**Given text**:

========

Baseball, Futebol, and Football
Saturday, July 12, 2014
Anyone who has ever been in a Major League Baseball dugout five minutes after the game wouldn’t snicker about whether soccer is a real sport.
At the end of a baseball game the dugout floor is spotted with more spit than a Chinese railroad station after the train left. As soccer grabs the fickle attention of American audiences during the current World Cup, one thing you can say in the game’s favor is that you can’t play soccer while being fat and chewing tobacco.
Soccer players on the level of the World Cup just might be in the best conditioned of any athletes on earth. I’d like to see the New York Yankees play 90 minutes of soccer. Within two minutes they would be wheezing, vomiting, and calling for oxygen.
But soccer in America may be fated to always be on the way without ever arriving. Despite the growth of youth soccer leagues and college soccer, the game is constantly catching on without catching on. It’s like lacrosse, whose advocates say, “It’s America’s fastest growing sport,” and they’ve been saying it for 50 years.
Americans like defined rules and soccer requires abstract imagination. Four downs to make ten yards makes sense to the average American, but “stoppage time” after 90 minutes of regulation play on a soccer field makes Americans come unglued. They want to know, how long is the game? Exactly. How long? Those minutes of mystery time added by the referee to compensate for the time players spent faking injuries are to Americans like baseball without a home plate.
And speaking of faked injuries, soccer’s reputation is not helped by the art of “diving”, also known as “flopping.” Some of the best players in the world will fall to the ground twisting their faces in apparent agony with what looks like a career-ending injury. Then they’ll get right back up and run full speed. That doesn’t happen in a game like hockey in which a player isn’t really hurt until a bone is showing.
The New York Times ran a story that questioned whether American soccer players are hindered in international competition because they are bad actors, unable to convincingly fake an injury that will get their opponent a yellow warning card. Americans don’t mind cheaters, but they like their cheating to be subtle.
Of course, soccer is foreign, but it’s not so much the foreignness of the game as its language that grates on American sensibilities. Sorry, but it’s a “field,” not a “pitch.” That’s reserved for baseball. It’s irritating to Americans that the world calls soccer “football” because it’s not the same game played by the NFL and Americans like to think the world revolves around them.

========

**Task A**: Update the soccer essay from "The New York Times" up to and including "to be subtle.", replacing "yellow" with "red".
**Task B**: According to the soccer essay, for how many years have lacrosse advocates been calling it America's fastest growing sport?
The data after this point comes from a separate, unrelated source.

========

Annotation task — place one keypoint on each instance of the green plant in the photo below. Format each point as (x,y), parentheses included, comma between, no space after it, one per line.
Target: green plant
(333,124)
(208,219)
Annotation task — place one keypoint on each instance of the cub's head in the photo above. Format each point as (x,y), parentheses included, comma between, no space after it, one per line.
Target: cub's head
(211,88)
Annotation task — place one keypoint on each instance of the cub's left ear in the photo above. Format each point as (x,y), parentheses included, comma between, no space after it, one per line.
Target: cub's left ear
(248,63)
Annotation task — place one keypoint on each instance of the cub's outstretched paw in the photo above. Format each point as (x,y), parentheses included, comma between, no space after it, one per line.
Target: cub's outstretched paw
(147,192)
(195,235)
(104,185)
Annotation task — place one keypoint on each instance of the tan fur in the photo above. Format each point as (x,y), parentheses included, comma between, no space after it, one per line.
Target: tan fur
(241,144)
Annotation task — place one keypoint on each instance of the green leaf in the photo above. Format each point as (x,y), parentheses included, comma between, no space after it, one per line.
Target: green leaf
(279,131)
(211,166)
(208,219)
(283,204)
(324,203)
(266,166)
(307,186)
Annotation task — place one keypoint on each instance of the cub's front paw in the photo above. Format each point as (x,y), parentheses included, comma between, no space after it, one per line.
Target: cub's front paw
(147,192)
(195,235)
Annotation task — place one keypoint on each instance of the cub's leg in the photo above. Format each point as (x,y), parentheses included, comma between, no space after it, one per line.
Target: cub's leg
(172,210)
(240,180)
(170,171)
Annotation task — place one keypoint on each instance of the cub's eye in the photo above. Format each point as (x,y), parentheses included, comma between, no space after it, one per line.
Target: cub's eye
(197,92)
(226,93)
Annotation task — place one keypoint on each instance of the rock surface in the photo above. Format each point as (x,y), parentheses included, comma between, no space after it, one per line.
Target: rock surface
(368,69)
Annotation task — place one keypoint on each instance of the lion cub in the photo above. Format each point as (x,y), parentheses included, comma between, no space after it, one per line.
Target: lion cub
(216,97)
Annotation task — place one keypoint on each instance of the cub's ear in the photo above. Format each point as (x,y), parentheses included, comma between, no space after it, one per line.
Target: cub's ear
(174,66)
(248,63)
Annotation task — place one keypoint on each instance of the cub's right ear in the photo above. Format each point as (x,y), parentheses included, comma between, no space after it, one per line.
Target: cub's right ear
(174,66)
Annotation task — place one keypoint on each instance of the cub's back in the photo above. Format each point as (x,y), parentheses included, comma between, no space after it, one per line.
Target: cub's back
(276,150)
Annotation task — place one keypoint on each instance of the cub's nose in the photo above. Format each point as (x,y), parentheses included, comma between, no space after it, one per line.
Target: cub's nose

========

**Exercise solution A**:
The New York Times ran a story that questioned whether American soccer players are hindered in international competition because they are bad actors, unable to convincingly fake an injury that will get their opponent a red warning card. Americans don’t mind cheaters, but they like their cheating to be subtle.

**Exercise solution B**: 50 years.